■ **Exercise prompt**
Copy the data below word for word, from the line containing "of the plaid" (include that line) through the last line of the data.

— Begin —

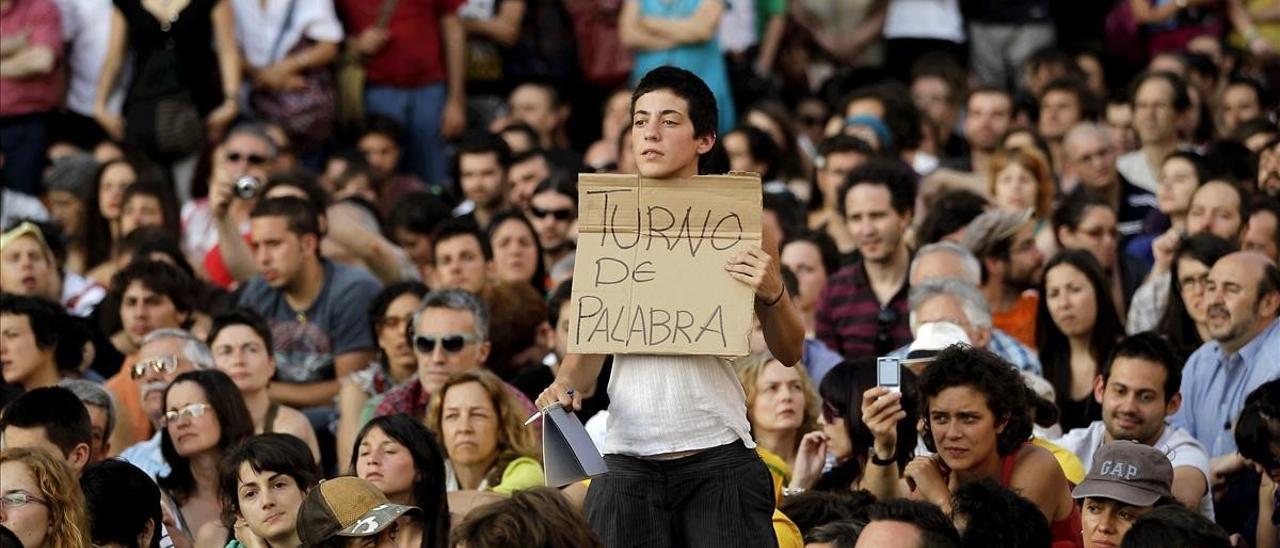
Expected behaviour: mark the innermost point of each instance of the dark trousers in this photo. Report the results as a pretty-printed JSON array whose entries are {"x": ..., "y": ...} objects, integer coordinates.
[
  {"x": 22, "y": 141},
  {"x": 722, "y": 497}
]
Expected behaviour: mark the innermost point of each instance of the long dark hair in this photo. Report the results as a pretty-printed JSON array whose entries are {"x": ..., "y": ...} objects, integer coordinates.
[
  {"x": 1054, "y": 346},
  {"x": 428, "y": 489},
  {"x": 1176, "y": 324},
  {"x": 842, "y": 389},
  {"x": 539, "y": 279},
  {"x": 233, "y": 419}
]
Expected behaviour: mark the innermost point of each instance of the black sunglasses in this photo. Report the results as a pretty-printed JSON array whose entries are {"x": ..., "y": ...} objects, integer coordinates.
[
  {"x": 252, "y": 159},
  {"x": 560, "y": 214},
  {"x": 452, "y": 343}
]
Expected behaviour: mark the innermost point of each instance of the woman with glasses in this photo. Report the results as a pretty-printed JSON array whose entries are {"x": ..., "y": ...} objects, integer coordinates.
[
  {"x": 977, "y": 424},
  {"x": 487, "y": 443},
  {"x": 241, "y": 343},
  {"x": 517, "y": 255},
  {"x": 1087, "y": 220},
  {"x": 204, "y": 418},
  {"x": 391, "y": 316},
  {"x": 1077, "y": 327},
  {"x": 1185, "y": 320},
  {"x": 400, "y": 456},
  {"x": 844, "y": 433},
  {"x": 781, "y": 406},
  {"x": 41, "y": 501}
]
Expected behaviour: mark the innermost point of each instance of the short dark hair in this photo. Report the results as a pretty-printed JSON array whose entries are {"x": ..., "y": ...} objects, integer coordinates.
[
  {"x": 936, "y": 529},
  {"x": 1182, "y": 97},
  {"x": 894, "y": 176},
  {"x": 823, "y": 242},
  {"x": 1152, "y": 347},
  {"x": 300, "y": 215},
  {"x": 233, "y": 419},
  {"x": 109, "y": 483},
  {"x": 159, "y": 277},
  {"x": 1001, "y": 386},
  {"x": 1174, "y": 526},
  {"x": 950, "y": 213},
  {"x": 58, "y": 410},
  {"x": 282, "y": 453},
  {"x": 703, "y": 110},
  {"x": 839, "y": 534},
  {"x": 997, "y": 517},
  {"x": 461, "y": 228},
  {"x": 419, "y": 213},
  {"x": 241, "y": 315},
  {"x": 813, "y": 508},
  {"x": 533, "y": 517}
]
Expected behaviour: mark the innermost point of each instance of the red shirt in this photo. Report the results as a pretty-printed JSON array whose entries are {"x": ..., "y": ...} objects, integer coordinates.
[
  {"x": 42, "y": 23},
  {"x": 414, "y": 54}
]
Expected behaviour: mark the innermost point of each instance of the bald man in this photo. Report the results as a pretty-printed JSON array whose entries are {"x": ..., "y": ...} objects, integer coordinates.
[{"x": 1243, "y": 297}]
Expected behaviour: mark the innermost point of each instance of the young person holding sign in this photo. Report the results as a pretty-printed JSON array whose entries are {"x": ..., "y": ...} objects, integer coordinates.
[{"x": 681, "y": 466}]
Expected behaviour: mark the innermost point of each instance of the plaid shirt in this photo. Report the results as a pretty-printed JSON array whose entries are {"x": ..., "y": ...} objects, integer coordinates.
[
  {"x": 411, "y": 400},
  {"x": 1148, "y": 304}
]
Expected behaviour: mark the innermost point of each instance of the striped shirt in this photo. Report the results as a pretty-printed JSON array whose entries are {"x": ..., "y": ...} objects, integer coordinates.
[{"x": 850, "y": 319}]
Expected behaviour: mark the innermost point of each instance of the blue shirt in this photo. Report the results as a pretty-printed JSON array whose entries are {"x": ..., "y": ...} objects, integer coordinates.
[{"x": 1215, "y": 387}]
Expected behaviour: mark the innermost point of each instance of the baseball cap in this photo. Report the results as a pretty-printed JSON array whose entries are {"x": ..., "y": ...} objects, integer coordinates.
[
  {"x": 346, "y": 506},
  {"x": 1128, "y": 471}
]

— End —

■ **Response for this exercise**
Expected behaviour: mark the innermost point of each instance of the plaid shirt in this photo. Report the results as a pretty-printed JSON array whose entries are {"x": ..., "y": ...} objects, integer coordinates.
[
  {"x": 411, "y": 400},
  {"x": 1148, "y": 304}
]
Expected behaviour: mark the innermost point of each instance of the striped shirt in this photo. Report the results as a pretty-printed JSON array whose entries are {"x": ..., "y": ...} objects, integer coordinates.
[{"x": 850, "y": 319}]
Expected behaviour: mark the innermost point of each instance of the blue shirt in this photo. Report the results as a pretty-printed JSON array whose entries are {"x": ..., "y": ...} objects, integer coordinates.
[{"x": 1215, "y": 387}]
Expected behaviour: mark the innermost point of each instance of the baseball cap in this photo. Report the results as a pretty-printed JSON array whose entries are {"x": ..., "y": ...} objects, integer coordinates.
[
  {"x": 346, "y": 506},
  {"x": 1128, "y": 471}
]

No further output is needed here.